## SET EXERCISE
In the records below, reproduce word for word the stretch from the line that contains "Identify the pipe" through the line that contains "pixel 27 167", including both of those lines and nothing else.

* Begin *

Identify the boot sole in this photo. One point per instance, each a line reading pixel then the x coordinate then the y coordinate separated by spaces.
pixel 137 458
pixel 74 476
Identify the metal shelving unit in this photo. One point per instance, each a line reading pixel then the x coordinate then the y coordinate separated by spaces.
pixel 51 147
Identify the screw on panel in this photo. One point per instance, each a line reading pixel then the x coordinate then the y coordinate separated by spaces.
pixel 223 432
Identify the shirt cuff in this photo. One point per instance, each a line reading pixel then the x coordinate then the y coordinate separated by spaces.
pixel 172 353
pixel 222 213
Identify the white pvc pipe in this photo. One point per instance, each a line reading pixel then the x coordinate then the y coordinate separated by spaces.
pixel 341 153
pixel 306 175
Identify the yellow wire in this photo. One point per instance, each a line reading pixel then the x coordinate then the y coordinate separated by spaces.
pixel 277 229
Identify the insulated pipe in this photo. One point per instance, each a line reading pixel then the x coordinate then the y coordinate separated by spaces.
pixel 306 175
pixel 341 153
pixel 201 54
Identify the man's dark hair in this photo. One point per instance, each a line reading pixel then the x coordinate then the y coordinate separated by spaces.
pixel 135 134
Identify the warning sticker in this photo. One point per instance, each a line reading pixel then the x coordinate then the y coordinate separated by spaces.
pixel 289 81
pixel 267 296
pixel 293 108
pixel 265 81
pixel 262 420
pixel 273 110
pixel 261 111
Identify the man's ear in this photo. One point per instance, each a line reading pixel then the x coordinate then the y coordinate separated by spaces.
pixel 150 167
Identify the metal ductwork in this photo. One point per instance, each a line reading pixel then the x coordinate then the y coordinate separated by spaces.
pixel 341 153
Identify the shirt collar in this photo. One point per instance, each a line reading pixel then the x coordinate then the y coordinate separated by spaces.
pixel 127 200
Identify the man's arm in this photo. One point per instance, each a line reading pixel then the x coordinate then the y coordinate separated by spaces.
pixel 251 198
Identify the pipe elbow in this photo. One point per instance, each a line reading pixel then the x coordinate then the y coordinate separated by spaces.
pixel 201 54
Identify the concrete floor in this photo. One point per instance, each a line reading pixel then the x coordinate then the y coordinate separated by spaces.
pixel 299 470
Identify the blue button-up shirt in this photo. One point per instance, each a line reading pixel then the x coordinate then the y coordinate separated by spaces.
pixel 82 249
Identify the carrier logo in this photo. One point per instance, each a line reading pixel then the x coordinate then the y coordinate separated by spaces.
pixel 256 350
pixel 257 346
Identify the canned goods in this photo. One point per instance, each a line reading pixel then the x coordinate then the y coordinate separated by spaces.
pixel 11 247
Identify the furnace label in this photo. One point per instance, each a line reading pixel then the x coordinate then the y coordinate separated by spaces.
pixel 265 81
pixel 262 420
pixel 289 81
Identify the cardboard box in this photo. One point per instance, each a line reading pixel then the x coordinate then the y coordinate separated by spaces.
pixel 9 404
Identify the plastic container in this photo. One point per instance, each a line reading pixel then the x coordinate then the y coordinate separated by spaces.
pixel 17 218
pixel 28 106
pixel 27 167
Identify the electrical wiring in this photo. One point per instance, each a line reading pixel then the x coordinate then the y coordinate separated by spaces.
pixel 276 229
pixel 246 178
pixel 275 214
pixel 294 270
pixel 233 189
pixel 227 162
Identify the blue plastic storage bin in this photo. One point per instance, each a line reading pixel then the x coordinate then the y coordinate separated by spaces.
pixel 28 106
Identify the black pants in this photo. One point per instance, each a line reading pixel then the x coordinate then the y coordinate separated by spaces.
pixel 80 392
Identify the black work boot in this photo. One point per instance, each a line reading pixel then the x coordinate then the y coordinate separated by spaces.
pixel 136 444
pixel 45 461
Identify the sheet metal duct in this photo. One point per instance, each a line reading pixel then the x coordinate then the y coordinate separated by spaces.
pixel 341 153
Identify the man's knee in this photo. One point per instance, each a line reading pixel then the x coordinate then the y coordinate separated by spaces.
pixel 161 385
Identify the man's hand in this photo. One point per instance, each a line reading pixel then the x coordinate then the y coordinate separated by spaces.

* End *

## SOLUTION TO THE EXERCISE
Identify the pipe elbow in this photo. One point per instance, each a line reading pixel then the x coordinate then the y coordinate separated by spaces.
pixel 201 54
Identify the concrete floor in this photo. One point per instance, each a line reading pixel then the x coordinate then the y coordinate separated by spaces.
pixel 299 470
Identify the blue button-up shirt in this photo. One point per instance, each a line reading pixel then the x coordinate then the y coordinate separated by spaces.
pixel 82 249
Identify the carrier logo in this photo. One point per instance, each a line reading pixel then the x coordinate then the y coordinate separated by spaces.
pixel 256 350
pixel 257 346
Identify the canned goods in this photo. One point per instance, each a line reading pixel then the x coordinate then the y coordinate separated by spaces.
pixel 11 247
Identify the furnace label in this photo. One point per instance, each a line reading pixel then the x coordinate then the y coordinate separated by spaces.
pixel 265 81
pixel 262 420
pixel 289 81
Identify the cardboard box in this photo. One point per instance, each a line reading pixel then the x coordinate then the y coordinate separated by spaces.
pixel 9 404
Identify the plastic container in this photo. One point per instance, each a line reading pixel then the x coordinate then the y coordinate separated by spaces.
pixel 17 218
pixel 28 106
pixel 27 167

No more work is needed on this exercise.